TASK TO COMPLETE:
Rewrite these lines with "coaching board" in place of every "play diagram", keeping all else as it is.

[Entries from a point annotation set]
- - - -

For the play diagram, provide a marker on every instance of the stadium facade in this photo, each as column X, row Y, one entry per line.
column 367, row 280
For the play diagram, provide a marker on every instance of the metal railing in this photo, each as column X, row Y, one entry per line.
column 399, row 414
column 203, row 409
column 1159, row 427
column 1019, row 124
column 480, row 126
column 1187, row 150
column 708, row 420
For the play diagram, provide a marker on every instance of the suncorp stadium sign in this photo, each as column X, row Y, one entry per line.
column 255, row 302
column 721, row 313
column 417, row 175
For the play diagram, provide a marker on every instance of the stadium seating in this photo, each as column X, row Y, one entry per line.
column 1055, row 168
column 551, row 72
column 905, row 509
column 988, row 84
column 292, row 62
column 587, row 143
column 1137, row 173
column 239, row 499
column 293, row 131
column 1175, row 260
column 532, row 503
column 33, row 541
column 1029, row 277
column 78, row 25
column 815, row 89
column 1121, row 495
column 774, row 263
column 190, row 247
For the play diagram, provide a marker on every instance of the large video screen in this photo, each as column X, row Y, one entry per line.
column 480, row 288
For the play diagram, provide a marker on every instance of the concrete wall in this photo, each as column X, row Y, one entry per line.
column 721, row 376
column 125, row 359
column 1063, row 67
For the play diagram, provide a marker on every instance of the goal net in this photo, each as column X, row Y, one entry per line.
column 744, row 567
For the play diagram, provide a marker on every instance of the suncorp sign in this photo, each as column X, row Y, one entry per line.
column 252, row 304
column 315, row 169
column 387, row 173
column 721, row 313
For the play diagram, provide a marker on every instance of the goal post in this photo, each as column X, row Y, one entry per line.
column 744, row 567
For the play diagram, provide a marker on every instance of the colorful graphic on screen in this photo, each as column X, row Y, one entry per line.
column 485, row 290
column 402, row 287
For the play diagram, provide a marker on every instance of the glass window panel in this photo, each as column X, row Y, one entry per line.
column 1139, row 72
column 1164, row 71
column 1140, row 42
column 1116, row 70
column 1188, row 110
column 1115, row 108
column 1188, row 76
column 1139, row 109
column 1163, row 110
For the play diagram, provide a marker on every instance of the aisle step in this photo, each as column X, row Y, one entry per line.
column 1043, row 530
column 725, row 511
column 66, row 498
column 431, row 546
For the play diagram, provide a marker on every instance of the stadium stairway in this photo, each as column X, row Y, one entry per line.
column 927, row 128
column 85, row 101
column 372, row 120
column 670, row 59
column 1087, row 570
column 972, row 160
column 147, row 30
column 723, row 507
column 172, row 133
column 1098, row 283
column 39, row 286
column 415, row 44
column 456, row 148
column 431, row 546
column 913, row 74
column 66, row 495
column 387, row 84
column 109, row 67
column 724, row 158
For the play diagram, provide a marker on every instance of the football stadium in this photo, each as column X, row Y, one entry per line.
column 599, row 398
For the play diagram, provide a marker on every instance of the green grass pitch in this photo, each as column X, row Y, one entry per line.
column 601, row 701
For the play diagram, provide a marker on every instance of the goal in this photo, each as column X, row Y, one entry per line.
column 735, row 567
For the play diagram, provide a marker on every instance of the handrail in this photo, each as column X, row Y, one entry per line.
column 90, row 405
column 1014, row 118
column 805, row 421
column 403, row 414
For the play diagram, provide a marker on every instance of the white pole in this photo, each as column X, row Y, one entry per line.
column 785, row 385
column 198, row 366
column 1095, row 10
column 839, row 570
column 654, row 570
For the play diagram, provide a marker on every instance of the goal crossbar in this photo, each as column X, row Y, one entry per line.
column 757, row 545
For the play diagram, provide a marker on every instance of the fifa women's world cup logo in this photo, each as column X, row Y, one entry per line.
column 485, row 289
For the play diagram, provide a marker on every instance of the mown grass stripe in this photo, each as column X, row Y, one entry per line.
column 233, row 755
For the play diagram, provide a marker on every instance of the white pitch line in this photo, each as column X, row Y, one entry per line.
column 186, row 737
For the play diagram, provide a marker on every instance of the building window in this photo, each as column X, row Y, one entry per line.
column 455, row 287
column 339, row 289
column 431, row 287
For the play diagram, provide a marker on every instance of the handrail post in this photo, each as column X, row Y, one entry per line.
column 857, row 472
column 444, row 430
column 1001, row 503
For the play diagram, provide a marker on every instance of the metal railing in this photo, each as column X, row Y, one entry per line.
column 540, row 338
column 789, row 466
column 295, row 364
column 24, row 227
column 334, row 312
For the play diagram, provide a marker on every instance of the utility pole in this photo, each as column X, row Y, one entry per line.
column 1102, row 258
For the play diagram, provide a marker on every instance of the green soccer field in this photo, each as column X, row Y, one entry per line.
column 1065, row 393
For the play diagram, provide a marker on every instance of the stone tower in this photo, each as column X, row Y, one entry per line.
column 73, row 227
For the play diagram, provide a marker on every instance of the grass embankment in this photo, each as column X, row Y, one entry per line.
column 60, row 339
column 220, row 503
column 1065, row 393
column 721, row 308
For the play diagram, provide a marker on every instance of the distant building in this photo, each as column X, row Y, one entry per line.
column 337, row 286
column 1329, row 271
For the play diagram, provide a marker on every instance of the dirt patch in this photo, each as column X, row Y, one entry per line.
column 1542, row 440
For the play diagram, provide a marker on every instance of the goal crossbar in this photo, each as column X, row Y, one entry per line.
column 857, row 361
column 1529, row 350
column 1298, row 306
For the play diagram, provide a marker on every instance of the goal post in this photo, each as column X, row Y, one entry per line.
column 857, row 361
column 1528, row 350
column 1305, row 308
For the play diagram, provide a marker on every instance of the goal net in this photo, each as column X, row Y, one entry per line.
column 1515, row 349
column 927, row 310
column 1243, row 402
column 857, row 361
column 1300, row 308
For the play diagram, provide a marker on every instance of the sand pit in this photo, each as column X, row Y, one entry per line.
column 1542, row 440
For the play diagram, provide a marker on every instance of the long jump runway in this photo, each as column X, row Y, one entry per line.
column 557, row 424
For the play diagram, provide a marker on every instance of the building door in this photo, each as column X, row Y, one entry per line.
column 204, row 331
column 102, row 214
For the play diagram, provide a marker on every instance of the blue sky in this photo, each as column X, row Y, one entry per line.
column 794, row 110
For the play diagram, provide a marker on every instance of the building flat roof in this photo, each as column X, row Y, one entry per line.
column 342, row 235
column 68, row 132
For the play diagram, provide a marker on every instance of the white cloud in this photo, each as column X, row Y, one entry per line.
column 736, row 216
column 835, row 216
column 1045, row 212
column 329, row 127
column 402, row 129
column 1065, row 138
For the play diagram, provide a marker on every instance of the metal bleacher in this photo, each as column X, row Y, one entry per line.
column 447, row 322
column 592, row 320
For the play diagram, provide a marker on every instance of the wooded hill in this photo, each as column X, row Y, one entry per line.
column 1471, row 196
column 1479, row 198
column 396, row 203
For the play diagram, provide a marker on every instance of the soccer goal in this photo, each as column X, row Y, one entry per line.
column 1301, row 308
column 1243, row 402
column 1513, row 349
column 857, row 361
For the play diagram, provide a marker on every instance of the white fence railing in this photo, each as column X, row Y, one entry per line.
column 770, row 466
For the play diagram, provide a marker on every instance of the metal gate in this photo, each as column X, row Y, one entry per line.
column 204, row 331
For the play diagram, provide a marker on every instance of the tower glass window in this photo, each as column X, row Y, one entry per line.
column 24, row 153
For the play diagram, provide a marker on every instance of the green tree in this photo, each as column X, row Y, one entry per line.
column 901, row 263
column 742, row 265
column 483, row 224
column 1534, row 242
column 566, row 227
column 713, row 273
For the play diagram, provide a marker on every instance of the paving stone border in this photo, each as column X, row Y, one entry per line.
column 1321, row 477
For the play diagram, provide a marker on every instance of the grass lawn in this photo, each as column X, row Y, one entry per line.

- - - -

COMPLETE OUTPUT:
For the coaching board, provide a marker on every instance of the stadium facade in this photo, each as column X, row Y, one entry per line.
column 367, row 280
For the coaching board, provide a marker on every instance of the metal railing in this photo, each as column X, row Y, one entry per line.
column 399, row 414
column 203, row 409
column 1159, row 427
column 1019, row 124
column 480, row 126
column 1187, row 150
column 708, row 420
For the coaching board, provide a marker on every instance of the suncorp stadium sign in this photo, each as column X, row Y, one entry per line.
column 255, row 302
column 721, row 313
column 417, row 175
For the coaching board, provide a marker on every instance of the stadium seating in this photo, each as column X, row Y, one entry per line.
column 1055, row 168
column 551, row 72
column 905, row 509
column 988, row 84
column 292, row 62
column 587, row 143
column 1137, row 173
column 239, row 499
column 293, row 131
column 1175, row 260
column 532, row 503
column 33, row 541
column 1029, row 277
column 78, row 25
column 815, row 89
column 1121, row 495
column 774, row 263
column 190, row 247
For the coaching board, provide a marker on every instance of the large video screen in this photo, each as column X, row Y, one entry per line.
column 480, row 288
For the coaching board, provide a marker on every instance of the concrete wall in this photo, each as column X, row Y, one entry per line.
column 721, row 376
column 125, row 359
column 1063, row 67
For the coaching board, provide a marker on every instance of the goal net in this photo, each as column X, row Y, one entry per line.
column 744, row 567
For the coaching board, provide a marker on every instance of the suncorp sign in this photo, each as column X, row Y, one entry per line.
column 252, row 304
column 315, row 169
column 387, row 173
column 721, row 313
For the coaching board, provide a marker on every instance of the goal post in this photo, each as column X, row Y, one entry per line.
column 744, row 567
For the coaching board, provide a marker on every instance of the colorful graphic on screen in this photo, each as column X, row Y, one entry per line.
column 485, row 290
column 402, row 287
For the coaching board, provide a marker on every instance of the glass window panel in this photo, each as column X, row Y, one entry per line.
column 1139, row 72
column 1164, row 71
column 1140, row 42
column 1116, row 70
column 1188, row 110
column 1115, row 108
column 1188, row 76
column 1139, row 109
column 1163, row 110
For the coaching board, provide a marker on every instance of the aisle step in this photo, each as column X, row Y, one entry per line.
column 1043, row 530
column 725, row 511
column 66, row 498
column 431, row 546
For the coaching board, provide a marker on every instance of the stadium stairway in this photo, each as column X, row Y, one entry per line.
column 927, row 128
column 85, row 101
column 372, row 120
column 670, row 59
column 1087, row 570
column 972, row 160
column 147, row 30
column 723, row 507
column 172, row 133
column 1098, row 283
column 39, row 286
column 415, row 44
column 456, row 148
column 431, row 546
column 913, row 74
column 66, row 495
column 387, row 84
column 109, row 67
column 724, row 158
For the coaching board, provide a marker on every instance of the football stadium in this photo, each as column X, row Y, one entry per line.
column 599, row 398
For the coaching board, provide a marker on every instance of the green grass pitch in this photo, each as column X, row Y, one entry per line.
column 601, row 701
For the coaching board, provide a marker on every instance of the goal in this photo, each as column X, row Y, one entry per line.
column 735, row 567
For the coaching board, provide a marker on every instance of the handrail in this photo, each as column X, row Y, one entry per line.
column 90, row 405
column 1014, row 118
column 805, row 421
column 403, row 414
For the coaching board, provide a marker on every instance of the white pole in this photo, each as column X, row Y, one entry per line.
column 785, row 385
column 198, row 366
column 1095, row 10
column 839, row 570
column 654, row 570
For the coaching board, provide a marker on every instance of the goal crossbar in this photo, each as column X, row Y, one entry per line.
column 757, row 545
For the coaching board, provide a marker on every instance of the fifa women's world cup logo in this photo, each as column X, row Y, one entry per line.
column 485, row 289
For the coaching board, provide a marker on every instance of the mown grass stripe in this photo, each as column X, row Y, one entry per line.
column 233, row 755
For the coaching board, provide a marker on every instance of the white pitch line in this photo, each as column X, row Y, one entry per line.
column 186, row 737
For the coaching board, provide a marker on every instance of the building window in this photo, each as column X, row Y, one entry per line.
column 455, row 287
column 339, row 289
column 431, row 287
For the coaching board, provide a marker on every instance of the handrail post in this photo, each as column X, row Y, one entry per line.
column 857, row 472
column 444, row 430
column 1001, row 503
For the coaching board, provide a marker on every instance of the metal railing in this photo, each as column X, row Y, one entry per line.
column 540, row 338
column 789, row 466
column 295, row 364
column 24, row 227
column 334, row 312
For the coaching board, provide a marker on every instance of the utility pole in this photo, each as column X, row Y, one entry per line.
column 1102, row 258
For the coaching board, provide a marker on every instance of the green soccer field in this photo, each as column X, row Y, one entry per line.
column 1065, row 393
For the coaching board, provide a marker on every instance of the stone tower in this photo, each as column X, row Y, one entry per line.
column 73, row 227
For the coaching board, provide a marker on every instance of the grass embankment in this photo, each as column X, row Y, one entry per line.
column 60, row 339
column 220, row 503
column 1065, row 393
column 721, row 308
For the coaching board, provide a marker on every instance of the distant building in this photo, each as column X, row Y, one entry per line.
column 337, row 286
column 1329, row 271
For the coaching board, provide a marker on every instance of the dirt patch in this photo, each as column X, row Y, one entry per line.
column 1542, row 440
For the coaching board, provide a marker on every instance of the goal crossbar in this photo, each as column X, row Y, one entry per line.
column 857, row 361
column 1529, row 350
column 1298, row 306
For the coaching board, provide a marker on every instance of the goal post in this photo, each as column X, row Y, one entry per line.
column 857, row 361
column 1528, row 350
column 1305, row 308
For the coaching board, provide a marker on every instance of the goal net in this photo, each as column X, row Y, one entry per line.
column 1515, row 349
column 927, row 310
column 1243, row 402
column 857, row 361
column 1300, row 308
For the coaching board, provide a marker on every instance of the sand pit in this photo, each as column X, row Y, one entry per line.
column 1542, row 440
For the coaching board, provide a marker on every instance of the long jump runway in this photo, each as column X, row Y, one entry per line.
column 557, row 424
For the coaching board, provide a marker on every instance of the building door in this photo, each as column X, row Y, one entry per line.
column 204, row 331
column 102, row 214
For the coaching board, provide a marker on every instance of the blue sky in this photo, each as column X, row Y, one entry per line.
column 794, row 110
For the coaching board, provide a marker on every instance of the building flat roof in this photo, each as column X, row Y, one entry per line.
column 342, row 235
column 68, row 132
For the coaching board, provide a marker on every instance of the white cloud in this photo, each as column X, row Y, one entry per line.
column 736, row 216
column 835, row 216
column 1045, row 212
column 329, row 127
column 402, row 129
column 1065, row 138
For the coaching board, provide a marker on every instance of the metal bleacher in this photo, each as column X, row Y, one entry per line.
column 447, row 322
column 592, row 320
For the coaching board, provide a marker on every instance of the wooded hill in this photo, each as column X, row Y, one entry per line.
column 1471, row 196
column 1479, row 198
column 396, row 203
For the coaching board, provide a marker on every instance of the soccer goal in this photo, each as column X, row Y, one entry per line.
column 1301, row 308
column 1243, row 402
column 1513, row 349
column 857, row 361
For the coaching board, provide a marker on every instance of the white fence railing in this photo, each as column X, row Y, one entry per line.
column 770, row 466
For the coaching board, provide a marker on every instance of the metal gate in this photo, each as column X, row Y, one entry per line.
column 204, row 331
For the coaching board, provide a marker on every instance of the tower glass window in this photo, each as column X, row Y, one entry per line.
column 24, row 153
For the coaching board, provide a marker on every instance of the green tree in this photo, each as column X, row Y, one entry per line.
column 901, row 263
column 742, row 265
column 483, row 224
column 1534, row 242
column 566, row 227
column 713, row 273
For the coaching board, provide a marker on every instance of the paving stone border in this photo, each as column X, row Y, one entry per line.
column 1321, row 477
For the coaching board, provide a marker on every instance of the grass lawn in this photo, each as column X, row Y, one entry per line.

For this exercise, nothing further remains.